[start SUPPLIED TEXT]

The growth rate of methane concentrations in
the atmosphere slowed in the second half of the last century. The
period between 1999 and early 2007 showed virtually no increase,
leading to optimism that methane emissions were under control.
coal mines were an important source and much of the industry was closed
down in the northern hemisphere in the 1980s and 1990s. Rice farming
practices, which floods vegetated areas, allowing plant matter to rot
anaerobically and produce methane, were changed in some parts of Asia
to reduce emissions. Natural gas is largely methane and pipeline leaks
were also reduced.
The recent rise surprised many researchers. In
the past, methane concentrations have tended to increase in periods of
marked El Niño (high sea temperatures in the eastern Pacific),
resulting in greater dieback of vegetation and more methane production
from the rotting plant matter.

[end SUPPLIED TEXT]

#### SET TASKS:
A: Condense the paragraph of the methane passage that begins "The growth rate of methane concentrations" into a short bulleted list that keeps its main facts.
B: List every change in human activity that the methane passage reports as cutting methane emissions.
The items that follow have no connection to the methane passage.

[start MATERIAL SHOWN]

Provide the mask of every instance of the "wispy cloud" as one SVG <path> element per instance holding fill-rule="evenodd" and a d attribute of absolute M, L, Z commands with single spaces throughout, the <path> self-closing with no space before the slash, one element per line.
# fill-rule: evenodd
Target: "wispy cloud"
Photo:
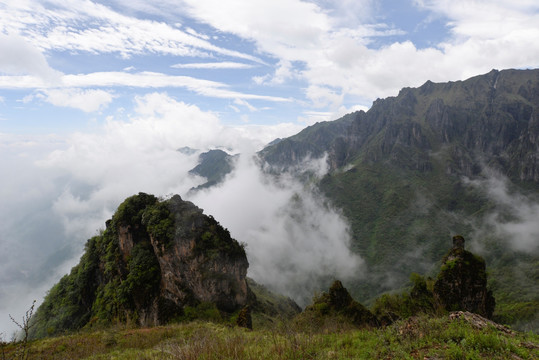
<path fill-rule="evenodd" d="M 212 62 L 212 63 L 187 63 L 187 64 L 175 64 L 171 66 L 175 69 L 252 69 L 254 65 L 223 61 L 223 62 Z"/>
<path fill-rule="evenodd" d="M 221 82 L 155 72 L 95 72 L 90 74 L 63 75 L 59 83 L 47 83 L 43 79 L 31 75 L 0 76 L 0 88 L 4 89 L 112 88 L 123 86 L 133 88 L 186 88 L 202 96 L 221 99 L 264 100 L 271 102 L 292 101 L 291 99 L 279 96 L 241 93 L 231 90 L 229 85 Z M 94 92 L 95 94 L 97 93 Z"/>
<path fill-rule="evenodd" d="M 24 33 L 44 50 L 210 57 L 220 54 L 254 62 L 250 54 L 219 47 L 165 22 L 138 19 L 89 0 L 50 1 L 50 10 L 41 2 L 29 0 L 4 4 L 2 30 Z"/>

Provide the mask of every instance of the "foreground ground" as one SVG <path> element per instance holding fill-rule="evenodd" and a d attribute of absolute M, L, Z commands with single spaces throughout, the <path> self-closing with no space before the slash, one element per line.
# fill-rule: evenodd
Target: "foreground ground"
<path fill-rule="evenodd" d="M 2 359 L 23 358 L 21 344 Z M 107 329 L 33 341 L 29 359 L 539 359 L 539 336 L 411 318 L 381 329 L 303 319 L 250 331 L 208 322 Z"/>

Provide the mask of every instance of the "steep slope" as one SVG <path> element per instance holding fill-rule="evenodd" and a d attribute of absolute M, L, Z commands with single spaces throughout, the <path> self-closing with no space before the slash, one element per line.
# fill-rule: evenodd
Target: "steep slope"
<path fill-rule="evenodd" d="M 368 274 L 350 288 L 361 301 L 406 285 L 411 272 L 432 273 L 444 239 L 460 233 L 481 245 L 502 312 L 518 303 L 537 321 L 537 310 L 529 309 L 539 305 L 539 249 L 532 241 L 528 249 L 514 246 L 510 233 L 485 231 L 489 219 L 520 221 L 485 184 L 507 177 L 504 196 L 523 194 L 536 203 L 538 136 L 539 70 L 493 70 L 405 88 L 368 112 L 269 146 L 260 157 L 266 167 L 286 170 L 327 154 L 330 172 L 318 185 L 350 221 L 353 250 L 368 264 Z"/>
<path fill-rule="evenodd" d="M 219 149 L 200 154 L 198 165 L 191 169 L 189 173 L 203 176 L 208 181 L 199 185 L 196 189 L 208 188 L 222 182 L 225 176 L 232 171 L 234 158 L 235 156 Z"/>
<path fill-rule="evenodd" d="M 255 300 L 248 265 L 242 245 L 191 202 L 139 193 L 49 291 L 34 336 L 96 323 L 164 324 L 200 304 L 232 313 Z"/>

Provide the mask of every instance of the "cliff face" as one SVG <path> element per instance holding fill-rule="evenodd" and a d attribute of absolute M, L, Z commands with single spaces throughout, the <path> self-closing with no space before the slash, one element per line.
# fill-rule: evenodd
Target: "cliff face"
<path fill-rule="evenodd" d="M 455 236 L 434 283 L 434 299 L 447 311 L 469 311 L 492 318 L 495 300 L 487 289 L 485 261 L 464 250 L 464 238 Z"/>
<path fill-rule="evenodd" d="M 232 313 L 252 296 L 248 265 L 228 230 L 191 202 L 139 193 L 50 290 L 35 336 L 114 321 L 159 325 L 201 303 Z"/>
<path fill-rule="evenodd" d="M 539 181 L 537 130 L 539 70 L 493 70 L 402 89 L 366 113 L 315 124 L 260 155 L 281 168 L 327 152 L 333 170 L 361 156 L 426 172 L 443 152 L 448 174 L 476 175 L 487 158 L 512 178 Z"/>
<path fill-rule="evenodd" d="M 539 197 L 538 136 L 539 70 L 493 70 L 402 89 L 367 112 L 315 124 L 259 155 L 267 168 L 288 170 L 307 155 L 327 154 L 330 170 L 318 186 L 349 220 L 351 248 L 366 261 L 369 274 L 349 285 L 365 301 L 405 286 L 406 274 L 427 273 L 446 253 L 448 233 L 469 234 L 471 223 L 497 210 L 486 189 L 468 180 L 485 180 L 493 170 Z M 476 239 L 497 243 L 483 255 L 490 266 L 507 266 L 511 271 L 500 272 L 508 278 L 517 273 L 511 267 L 537 261 L 537 253 L 525 258 L 503 246 L 511 240 L 491 235 Z M 537 279 L 525 276 L 537 289 Z M 516 294 L 514 283 L 504 281 L 503 291 Z"/>

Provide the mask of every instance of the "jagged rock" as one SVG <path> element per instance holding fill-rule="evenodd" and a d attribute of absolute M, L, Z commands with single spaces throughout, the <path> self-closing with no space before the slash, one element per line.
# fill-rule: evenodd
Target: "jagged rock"
<path fill-rule="evenodd" d="M 233 313 L 256 301 L 245 250 L 213 217 L 175 195 L 126 199 L 36 313 L 34 337 L 88 324 L 161 325 L 203 305 Z M 219 311 L 218 311 L 219 310 Z"/>
<path fill-rule="evenodd" d="M 355 301 L 339 280 L 335 280 L 327 293 L 315 297 L 306 311 L 324 315 L 342 315 L 359 326 L 378 325 L 376 317 L 366 307 Z"/>
<path fill-rule="evenodd" d="M 447 311 L 470 311 L 491 318 L 495 300 L 487 289 L 485 261 L 464 249 L 464 238 L 453 237 L 434 283 L 435 301 Z"/>
<path fill-rule="evenodd" d="M 251 317 L 251 307 L 249 305 L 245 306 L 240 310 L 238 314 L 238 319 L 236 320 L 236 325 L 239 327 L 244 327 L 249 330 L 253 329 L 253 320 Z"/>

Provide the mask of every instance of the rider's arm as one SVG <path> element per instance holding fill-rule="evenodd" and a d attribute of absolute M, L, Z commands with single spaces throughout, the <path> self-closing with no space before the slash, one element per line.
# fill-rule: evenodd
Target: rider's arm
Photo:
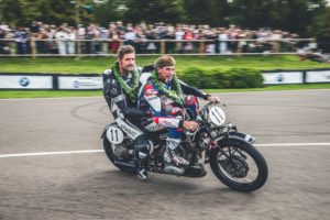
<path fill-rule="evenodd" d="M 122 94 L 122 89 L 113 77 L 111 69 L 107 69 L 103 73 L 103 94 L 110 103 L 110 110 L 114 117 L 119 116 L 121 109 L 127 108 L 125 96 Z"/>
<path fill-rule="evenodd" d="M 143 92 L 144 99 L 153 114 L 152 119 L 155 124 L 164 125 L 166 128 L 183 128 L 184 120 L 172 116 L 162 116 L 162 100 L 160 91 L 153 84 L 146 84 Z"/>

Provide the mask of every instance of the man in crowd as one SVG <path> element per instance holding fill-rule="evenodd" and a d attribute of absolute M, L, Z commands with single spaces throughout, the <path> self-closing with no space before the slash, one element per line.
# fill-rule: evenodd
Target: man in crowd
<path fill-rule="evenodd" d="M 196 113 L 198 101 L 196 97 L 211 102 L 219 102 L 219 97 L 210 96 L 180 81 L 175 70 L 175 59 L 172 56 L 161 56 L 155 62 L 156 69 L 139 92 L 139 108 L 151 111 L 148 118 L 142 120 L 142 125 L 151 131 L 168 129 L 167 145 L 164 153 L 166 166 L 185 168 L 189 163 L 176 151 L 182 142 L 183 129 L 195 131 L 198 127 L 195 121 L 187 121 L 183 108 L 189 108 Z M 193 95 L 186 96 L 185 95 Z M 169 105 L 169 102 L 172 102 Z"/>

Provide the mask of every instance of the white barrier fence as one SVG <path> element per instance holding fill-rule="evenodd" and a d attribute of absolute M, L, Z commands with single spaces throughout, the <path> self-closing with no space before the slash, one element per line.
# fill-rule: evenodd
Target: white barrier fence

[end MATERIAL SHOWN]

#### ANSWERS GIVEN:
A:
- Growth in atmospheric methane concentrations slowed in the second half of the last century.
- From 1999 to early 2007 there was virtually no increase, which led to optimism that emissions were under control.
- Coal mines were an important source, and much of the industry in the northern hemisphere closed in the 1980s and 1990s.
- Some parts of Asia changed rice farming practices to reduce emissions. Those practices flood vegetated areas, so plant matter rots anaerobically and produces methane.
- Pipeline leaks of natural gas, which is largely methane, were reduced.

B:
- Much of the coal mining industry in the northern hemisphere was closed down in the 1980s and 1990s.
- Rice farming practices were changed in some parts of Asia.
- Natural gas pipeline leaks were reduced.